TASK INSTRUCTIONS = In the data below, find every line that has the string "saree", and copy it.

── INFORMATION

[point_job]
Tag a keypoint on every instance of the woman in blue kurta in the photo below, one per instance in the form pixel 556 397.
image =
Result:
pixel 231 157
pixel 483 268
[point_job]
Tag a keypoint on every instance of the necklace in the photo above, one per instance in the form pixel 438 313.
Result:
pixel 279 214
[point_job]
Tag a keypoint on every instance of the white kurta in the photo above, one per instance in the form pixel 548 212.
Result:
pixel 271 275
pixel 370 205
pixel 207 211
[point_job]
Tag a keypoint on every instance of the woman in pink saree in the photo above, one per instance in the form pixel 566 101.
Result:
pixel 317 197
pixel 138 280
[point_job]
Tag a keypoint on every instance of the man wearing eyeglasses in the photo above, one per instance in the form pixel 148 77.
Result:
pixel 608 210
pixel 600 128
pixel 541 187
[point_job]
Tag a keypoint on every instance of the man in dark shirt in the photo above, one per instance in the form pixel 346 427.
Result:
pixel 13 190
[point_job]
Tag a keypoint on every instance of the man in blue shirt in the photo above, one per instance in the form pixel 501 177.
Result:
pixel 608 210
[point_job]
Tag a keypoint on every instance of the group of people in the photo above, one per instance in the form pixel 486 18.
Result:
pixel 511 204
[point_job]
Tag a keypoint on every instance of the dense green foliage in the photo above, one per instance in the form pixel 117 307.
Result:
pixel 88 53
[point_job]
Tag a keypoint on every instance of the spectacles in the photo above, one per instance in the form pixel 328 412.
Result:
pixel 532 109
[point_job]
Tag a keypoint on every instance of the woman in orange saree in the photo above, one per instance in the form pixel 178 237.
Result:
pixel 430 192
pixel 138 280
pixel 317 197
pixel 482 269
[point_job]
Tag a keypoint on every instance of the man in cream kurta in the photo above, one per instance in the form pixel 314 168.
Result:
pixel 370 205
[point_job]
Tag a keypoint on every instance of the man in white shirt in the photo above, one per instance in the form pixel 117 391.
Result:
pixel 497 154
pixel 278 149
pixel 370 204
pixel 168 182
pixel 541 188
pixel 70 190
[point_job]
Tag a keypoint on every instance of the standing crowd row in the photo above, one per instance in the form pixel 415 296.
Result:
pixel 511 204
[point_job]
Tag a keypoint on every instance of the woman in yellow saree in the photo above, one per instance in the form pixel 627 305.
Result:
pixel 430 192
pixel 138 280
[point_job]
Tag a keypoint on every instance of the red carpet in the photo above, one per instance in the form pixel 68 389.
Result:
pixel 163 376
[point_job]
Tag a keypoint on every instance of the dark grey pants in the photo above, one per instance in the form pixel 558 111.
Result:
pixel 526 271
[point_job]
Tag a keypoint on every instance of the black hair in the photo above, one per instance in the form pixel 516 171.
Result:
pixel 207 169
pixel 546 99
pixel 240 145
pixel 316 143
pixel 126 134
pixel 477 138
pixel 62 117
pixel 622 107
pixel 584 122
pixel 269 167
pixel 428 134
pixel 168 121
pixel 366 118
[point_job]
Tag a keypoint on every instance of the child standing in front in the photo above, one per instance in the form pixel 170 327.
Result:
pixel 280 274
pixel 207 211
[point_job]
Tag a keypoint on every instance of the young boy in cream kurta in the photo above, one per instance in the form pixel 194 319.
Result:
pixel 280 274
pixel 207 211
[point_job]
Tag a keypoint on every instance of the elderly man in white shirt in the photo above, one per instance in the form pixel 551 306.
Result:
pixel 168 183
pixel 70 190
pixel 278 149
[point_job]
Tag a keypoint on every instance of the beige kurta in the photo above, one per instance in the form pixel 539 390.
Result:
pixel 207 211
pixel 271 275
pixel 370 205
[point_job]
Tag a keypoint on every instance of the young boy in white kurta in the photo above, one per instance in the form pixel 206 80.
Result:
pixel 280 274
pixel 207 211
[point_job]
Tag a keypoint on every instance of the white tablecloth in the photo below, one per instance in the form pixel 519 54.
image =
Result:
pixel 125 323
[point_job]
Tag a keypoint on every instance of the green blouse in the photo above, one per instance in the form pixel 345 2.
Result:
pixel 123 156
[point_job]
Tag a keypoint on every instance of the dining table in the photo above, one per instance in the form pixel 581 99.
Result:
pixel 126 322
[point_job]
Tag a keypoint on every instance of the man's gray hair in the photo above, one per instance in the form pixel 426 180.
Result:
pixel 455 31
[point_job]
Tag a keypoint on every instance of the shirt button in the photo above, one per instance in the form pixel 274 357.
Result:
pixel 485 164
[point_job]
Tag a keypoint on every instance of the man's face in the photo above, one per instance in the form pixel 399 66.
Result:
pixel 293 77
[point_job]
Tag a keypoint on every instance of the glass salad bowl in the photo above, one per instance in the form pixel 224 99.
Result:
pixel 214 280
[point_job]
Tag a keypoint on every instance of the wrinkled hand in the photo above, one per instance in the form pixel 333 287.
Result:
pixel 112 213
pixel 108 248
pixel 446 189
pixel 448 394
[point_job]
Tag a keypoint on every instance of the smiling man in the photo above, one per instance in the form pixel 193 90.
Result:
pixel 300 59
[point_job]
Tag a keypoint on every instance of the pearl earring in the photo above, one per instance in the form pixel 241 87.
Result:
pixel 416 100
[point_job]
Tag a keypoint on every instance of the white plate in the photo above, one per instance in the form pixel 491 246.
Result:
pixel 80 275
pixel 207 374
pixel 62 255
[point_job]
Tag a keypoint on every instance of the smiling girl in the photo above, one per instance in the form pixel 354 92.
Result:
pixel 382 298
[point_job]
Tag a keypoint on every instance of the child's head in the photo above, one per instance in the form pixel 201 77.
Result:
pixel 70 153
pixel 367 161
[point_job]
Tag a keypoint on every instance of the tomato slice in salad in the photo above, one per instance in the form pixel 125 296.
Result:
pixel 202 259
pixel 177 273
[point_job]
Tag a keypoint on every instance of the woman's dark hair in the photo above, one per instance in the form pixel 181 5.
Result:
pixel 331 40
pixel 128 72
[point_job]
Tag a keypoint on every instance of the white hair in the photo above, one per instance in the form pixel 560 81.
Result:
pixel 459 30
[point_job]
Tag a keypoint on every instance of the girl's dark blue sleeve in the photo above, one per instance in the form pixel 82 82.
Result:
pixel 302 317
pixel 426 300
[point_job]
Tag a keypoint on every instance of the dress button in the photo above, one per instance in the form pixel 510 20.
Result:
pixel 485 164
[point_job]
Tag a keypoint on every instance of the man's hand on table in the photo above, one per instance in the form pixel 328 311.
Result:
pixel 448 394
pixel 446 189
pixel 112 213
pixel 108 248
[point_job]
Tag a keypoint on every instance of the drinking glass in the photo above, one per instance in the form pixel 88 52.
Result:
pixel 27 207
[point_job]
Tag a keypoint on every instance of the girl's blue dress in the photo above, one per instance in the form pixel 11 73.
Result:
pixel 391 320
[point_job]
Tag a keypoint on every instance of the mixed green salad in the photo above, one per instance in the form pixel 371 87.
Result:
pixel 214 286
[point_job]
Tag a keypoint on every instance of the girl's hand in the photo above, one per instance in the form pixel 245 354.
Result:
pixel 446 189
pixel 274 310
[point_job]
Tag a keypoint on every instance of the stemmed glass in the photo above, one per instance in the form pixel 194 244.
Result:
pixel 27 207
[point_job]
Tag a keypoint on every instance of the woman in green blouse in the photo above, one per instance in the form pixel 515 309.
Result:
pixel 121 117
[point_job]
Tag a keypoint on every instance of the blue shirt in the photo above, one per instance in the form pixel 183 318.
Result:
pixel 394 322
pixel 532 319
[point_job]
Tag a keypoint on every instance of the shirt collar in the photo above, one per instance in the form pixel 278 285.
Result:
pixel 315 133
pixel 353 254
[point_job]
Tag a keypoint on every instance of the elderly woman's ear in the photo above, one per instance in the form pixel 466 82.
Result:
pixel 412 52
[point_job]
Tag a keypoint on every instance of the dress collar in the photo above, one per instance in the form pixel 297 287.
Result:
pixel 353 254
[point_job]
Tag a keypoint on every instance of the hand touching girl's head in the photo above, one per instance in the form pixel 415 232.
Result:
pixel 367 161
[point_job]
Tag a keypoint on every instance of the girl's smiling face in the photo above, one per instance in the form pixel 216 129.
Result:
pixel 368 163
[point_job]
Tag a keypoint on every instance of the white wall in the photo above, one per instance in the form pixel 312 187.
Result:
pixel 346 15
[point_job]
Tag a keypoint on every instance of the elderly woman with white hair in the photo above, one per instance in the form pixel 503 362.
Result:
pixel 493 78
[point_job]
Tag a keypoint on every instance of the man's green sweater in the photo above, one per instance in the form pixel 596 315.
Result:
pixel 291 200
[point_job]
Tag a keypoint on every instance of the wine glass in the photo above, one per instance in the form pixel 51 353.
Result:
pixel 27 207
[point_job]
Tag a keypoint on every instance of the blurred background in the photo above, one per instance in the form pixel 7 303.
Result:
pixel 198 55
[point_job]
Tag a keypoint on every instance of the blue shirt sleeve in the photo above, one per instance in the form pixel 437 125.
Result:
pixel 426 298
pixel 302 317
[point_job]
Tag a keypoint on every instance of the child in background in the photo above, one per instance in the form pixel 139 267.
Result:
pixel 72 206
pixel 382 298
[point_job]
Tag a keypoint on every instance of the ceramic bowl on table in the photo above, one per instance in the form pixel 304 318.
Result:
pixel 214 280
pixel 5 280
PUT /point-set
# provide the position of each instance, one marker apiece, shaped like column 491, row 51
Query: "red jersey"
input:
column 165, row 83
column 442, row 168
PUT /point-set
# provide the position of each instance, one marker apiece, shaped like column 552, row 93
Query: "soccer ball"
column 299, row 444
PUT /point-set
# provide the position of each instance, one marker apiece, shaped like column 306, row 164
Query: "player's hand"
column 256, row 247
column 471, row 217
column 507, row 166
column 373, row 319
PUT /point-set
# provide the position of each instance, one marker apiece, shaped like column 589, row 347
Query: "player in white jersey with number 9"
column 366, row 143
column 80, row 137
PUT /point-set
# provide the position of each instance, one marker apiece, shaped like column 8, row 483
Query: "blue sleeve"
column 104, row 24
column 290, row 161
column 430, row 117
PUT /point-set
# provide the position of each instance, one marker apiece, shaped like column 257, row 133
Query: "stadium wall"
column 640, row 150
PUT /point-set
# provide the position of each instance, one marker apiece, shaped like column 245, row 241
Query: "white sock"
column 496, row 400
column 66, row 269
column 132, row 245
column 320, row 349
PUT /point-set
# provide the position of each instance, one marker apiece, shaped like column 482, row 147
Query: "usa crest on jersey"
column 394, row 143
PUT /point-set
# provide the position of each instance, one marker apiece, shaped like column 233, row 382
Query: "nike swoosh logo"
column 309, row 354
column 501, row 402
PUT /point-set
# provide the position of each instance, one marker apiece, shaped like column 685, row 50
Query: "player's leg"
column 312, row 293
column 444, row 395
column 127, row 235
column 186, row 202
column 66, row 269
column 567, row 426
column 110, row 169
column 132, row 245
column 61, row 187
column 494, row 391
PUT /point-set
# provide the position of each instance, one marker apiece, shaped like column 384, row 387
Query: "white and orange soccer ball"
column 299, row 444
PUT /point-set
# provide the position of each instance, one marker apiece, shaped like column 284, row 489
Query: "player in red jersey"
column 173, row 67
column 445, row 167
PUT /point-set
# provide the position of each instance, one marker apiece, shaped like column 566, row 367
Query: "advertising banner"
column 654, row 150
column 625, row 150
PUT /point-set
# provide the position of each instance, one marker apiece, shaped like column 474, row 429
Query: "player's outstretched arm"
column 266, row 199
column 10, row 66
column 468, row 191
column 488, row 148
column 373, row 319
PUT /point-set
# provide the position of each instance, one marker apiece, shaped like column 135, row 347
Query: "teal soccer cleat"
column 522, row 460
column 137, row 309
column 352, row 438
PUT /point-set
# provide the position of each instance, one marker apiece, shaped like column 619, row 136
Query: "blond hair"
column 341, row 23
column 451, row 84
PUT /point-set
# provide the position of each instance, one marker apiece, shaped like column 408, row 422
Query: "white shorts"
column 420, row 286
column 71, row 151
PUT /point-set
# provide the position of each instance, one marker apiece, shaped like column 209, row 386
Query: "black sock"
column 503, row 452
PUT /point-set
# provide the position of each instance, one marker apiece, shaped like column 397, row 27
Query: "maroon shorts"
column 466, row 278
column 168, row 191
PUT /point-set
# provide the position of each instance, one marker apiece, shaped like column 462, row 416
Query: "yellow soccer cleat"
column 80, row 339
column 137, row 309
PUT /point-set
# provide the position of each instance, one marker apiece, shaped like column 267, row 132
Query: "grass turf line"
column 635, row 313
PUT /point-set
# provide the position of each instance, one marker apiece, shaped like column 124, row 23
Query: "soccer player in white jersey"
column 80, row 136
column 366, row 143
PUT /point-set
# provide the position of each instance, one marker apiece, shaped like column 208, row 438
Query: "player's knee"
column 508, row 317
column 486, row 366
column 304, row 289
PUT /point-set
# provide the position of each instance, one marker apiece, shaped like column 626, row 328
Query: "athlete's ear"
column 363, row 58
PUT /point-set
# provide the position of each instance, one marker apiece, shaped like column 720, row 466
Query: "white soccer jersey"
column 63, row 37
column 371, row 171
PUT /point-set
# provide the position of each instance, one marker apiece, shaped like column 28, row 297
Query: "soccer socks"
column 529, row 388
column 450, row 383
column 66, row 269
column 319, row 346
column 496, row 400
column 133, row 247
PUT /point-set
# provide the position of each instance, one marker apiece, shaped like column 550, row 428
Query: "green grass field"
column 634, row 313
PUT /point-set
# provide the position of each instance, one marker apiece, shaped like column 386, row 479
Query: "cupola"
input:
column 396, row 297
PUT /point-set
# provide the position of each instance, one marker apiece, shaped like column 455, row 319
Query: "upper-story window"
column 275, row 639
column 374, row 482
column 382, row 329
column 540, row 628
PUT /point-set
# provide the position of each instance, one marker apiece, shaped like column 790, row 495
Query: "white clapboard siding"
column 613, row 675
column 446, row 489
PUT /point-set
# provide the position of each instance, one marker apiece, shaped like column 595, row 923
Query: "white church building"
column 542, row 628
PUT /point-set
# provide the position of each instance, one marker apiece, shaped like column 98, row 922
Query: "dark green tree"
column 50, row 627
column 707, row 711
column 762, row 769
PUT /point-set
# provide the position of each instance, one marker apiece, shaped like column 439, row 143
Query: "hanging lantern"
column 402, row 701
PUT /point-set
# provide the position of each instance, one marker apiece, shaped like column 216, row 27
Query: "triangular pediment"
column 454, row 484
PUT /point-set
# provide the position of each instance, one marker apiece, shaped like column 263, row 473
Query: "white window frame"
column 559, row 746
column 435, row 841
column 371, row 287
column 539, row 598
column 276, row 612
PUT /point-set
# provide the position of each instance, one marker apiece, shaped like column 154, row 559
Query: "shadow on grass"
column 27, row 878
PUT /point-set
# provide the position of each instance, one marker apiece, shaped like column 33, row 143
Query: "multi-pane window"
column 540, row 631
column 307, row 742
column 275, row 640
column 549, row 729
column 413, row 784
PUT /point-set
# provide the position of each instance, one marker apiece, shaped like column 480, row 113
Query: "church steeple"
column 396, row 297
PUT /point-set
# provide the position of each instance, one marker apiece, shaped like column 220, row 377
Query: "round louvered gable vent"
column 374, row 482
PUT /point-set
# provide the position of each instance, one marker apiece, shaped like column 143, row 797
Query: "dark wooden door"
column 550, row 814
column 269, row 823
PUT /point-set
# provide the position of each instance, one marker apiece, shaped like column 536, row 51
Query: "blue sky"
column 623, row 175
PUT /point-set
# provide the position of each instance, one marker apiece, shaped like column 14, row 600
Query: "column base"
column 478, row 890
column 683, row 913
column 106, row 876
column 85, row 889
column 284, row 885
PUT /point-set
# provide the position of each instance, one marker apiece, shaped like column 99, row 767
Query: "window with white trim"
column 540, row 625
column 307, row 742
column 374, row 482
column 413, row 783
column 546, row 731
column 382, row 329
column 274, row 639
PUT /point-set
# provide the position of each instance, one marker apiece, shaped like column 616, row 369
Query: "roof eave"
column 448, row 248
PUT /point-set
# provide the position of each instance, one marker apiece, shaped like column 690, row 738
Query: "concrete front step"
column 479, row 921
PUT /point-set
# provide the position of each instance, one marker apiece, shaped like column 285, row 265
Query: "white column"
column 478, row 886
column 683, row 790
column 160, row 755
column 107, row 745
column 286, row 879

────

OUTPUT FOR THIS EXERCISE =
Tag a keypoint on every instance of the woman in pink saree in the photo above, one per instance in the form pixel 566 101.
Tag a keypoint on every instance of the woman in orange saree in the photo above, one per instance in the form pixel 178 237.
Tag a keypoint on every instance of the woman in yellow saree in the photo above, one per instance in the form pixel 627 305.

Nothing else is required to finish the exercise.